- _Selected extract_
+-------+
I must include both film titles in this string of gibberish.

Ruth Hottell quotes that "the Woman is central insofar as the woman's desire is the central problem or challenge for the male protagonist." This is a nice summary of the typical perspective of the andocentric narrative film. As in Easy Rider, the woman is the function of the male desire, not even its end. Even the sexual pleasure that he can take from her is momentary, and seems to separate her body from herself, as with Mona in Sans toit ni loi. Mona is so abnormal and ephemeral, removing herself from the typical physical aspects of human life and clinging to the essential: hunger, for substance as much as sustenance. The men that surround her can't understand this need for vagrancy, the compulsion of the wind to keep her moving. All they want from her is her body, what it can do. Wyatt in Easy Rider has that same nomadic tendency, that same essential and feral approach to life. Their characters are remarkably similar. What is different is both their approach and their end. Wyatt uses a traditionally "male" vehicle, and tears through the filmic space with all the phallic power he possesses. Mona has no vehicle, no power except herself. The problem herein is that the outside system is the same. Wyatt works within the male-dominated system, trying to explore, understand, and perhaps change it. Mona cares nothing for what's already organized in society. "Without roof, without laws," she is separate and therefore independent.

But they both died. Wyatt's complacence and decadence don't take him anywhere new, not really. So when he and Billy are killed by the motorist, it's more of a misunderstanding than a poetic downfall. The drivers were the stereotype of systematic male, and couldn't accept or understand a different appearance of male. Their deaths are significant but only in the wantonness of a couple of redneck idiots taking out their heteronormal, homoerotic frustration. Yet Mona, all fey and momentary, is a reality unto herself. What frustrates me is that I can't decide what her death means, what caused it. In a spiritual sense, of course. There is the foreshadowing of the road taking a person over and killing them, and then there are the constant attempts of all who meet her to plant her somewhere, in something, to normalize and therefore possess her. The difficulty that I have is that Mona herself is a changeling. She is at once as unsturdy as the wind and more real than any other person in the film. Of course she had to die. But what poetic can explicate it best? Was it that she was a woman? Or that she was more than man or woman could ever simply be defined, and the jealousy of the collective took its toll?
+-------+
- _Directive 1_
Return each line of the records that contains the string "cluster".
The film essay and the records are independent of each other.

(Stored dataset items)
+-------+
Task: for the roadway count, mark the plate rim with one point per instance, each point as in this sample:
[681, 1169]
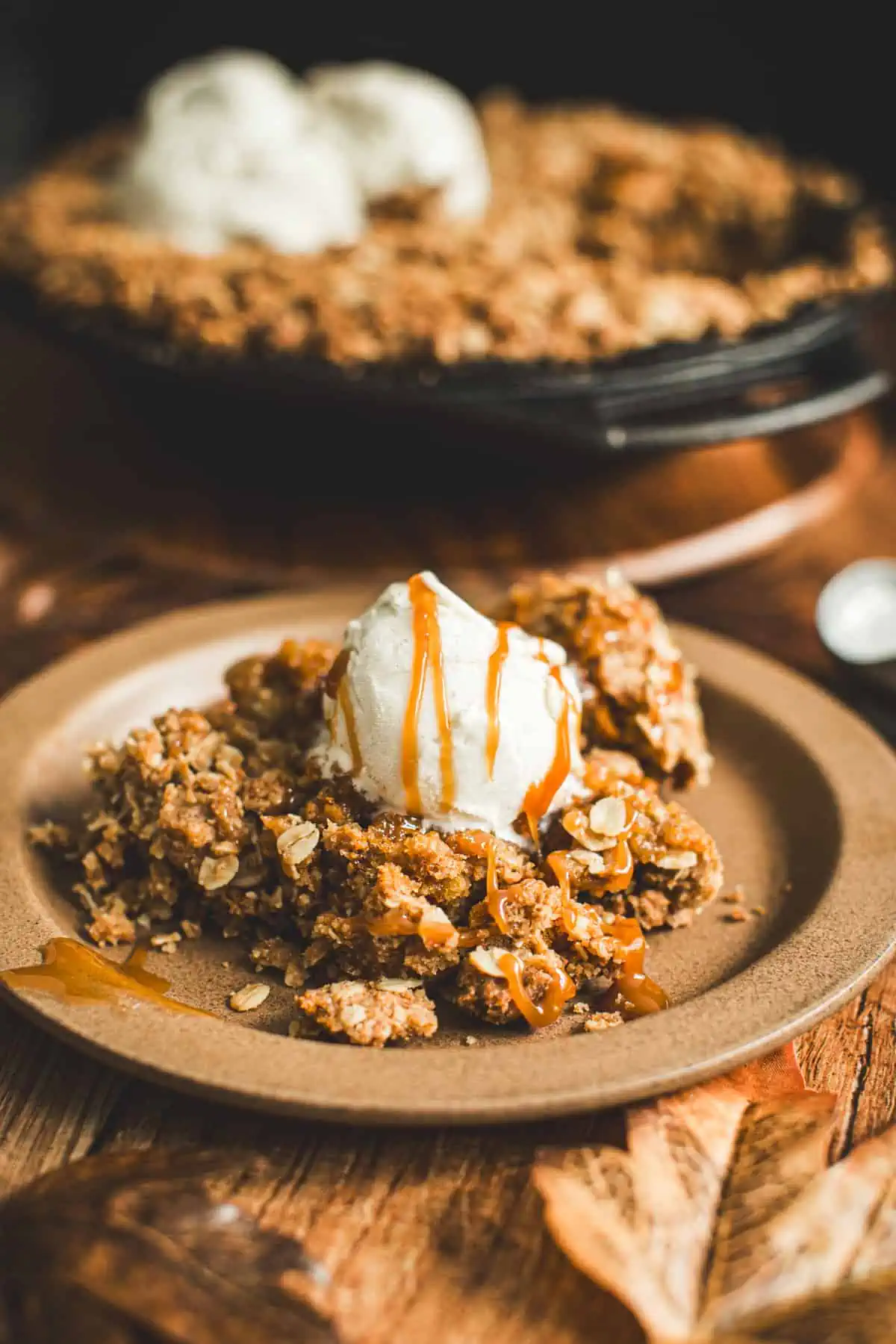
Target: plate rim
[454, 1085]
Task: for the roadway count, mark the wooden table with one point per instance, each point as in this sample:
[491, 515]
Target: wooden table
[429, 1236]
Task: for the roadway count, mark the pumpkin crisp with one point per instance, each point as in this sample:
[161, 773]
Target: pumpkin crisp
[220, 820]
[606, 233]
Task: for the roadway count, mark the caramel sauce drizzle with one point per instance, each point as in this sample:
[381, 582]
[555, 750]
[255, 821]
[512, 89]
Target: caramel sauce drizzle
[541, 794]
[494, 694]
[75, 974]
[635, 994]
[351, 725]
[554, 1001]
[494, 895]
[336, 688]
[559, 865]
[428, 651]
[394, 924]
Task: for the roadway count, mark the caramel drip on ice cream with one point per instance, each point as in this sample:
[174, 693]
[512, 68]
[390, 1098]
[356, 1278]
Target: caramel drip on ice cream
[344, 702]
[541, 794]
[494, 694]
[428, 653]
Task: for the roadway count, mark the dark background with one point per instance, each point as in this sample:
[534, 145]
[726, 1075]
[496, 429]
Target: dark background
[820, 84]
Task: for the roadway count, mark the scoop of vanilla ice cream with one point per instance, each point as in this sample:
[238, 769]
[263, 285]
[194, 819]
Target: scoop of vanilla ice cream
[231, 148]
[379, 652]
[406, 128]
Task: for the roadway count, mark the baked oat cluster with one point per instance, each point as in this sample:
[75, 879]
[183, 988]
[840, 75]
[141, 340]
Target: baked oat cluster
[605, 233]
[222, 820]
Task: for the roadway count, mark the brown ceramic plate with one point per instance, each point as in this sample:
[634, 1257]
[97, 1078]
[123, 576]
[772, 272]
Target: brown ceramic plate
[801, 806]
+-------+
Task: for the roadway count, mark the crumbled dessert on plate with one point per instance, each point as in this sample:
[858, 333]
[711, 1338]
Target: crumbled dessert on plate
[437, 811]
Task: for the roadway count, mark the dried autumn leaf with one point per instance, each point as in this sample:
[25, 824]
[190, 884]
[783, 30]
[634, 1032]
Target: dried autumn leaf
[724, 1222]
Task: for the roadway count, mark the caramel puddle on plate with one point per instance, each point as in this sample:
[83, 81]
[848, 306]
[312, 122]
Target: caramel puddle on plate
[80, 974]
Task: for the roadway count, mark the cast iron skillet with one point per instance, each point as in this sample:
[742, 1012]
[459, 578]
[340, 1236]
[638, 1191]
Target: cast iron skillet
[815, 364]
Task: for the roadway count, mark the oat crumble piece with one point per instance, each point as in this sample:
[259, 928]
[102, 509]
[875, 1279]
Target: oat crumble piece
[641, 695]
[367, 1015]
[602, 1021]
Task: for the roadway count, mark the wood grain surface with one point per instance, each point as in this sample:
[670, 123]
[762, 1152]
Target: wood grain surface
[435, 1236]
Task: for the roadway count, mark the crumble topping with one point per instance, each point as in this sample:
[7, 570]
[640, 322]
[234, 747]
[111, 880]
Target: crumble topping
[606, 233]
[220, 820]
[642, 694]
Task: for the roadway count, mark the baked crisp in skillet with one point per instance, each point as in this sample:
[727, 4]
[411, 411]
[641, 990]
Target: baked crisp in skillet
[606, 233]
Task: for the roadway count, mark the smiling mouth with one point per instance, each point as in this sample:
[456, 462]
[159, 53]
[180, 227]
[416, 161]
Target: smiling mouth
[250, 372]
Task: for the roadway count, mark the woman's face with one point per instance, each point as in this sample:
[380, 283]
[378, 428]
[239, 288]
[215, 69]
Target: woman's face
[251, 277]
+-------+
- _Directive 2_
In the film essay, who kills Wyatt and Billy?

- _Written reply 1_
Task: for the roadway count, mark the baked oat cluster with one point per instance, each point as in this sample:
Target: baked oat cluster

- _Written reply 2_
They are killed by the motorist.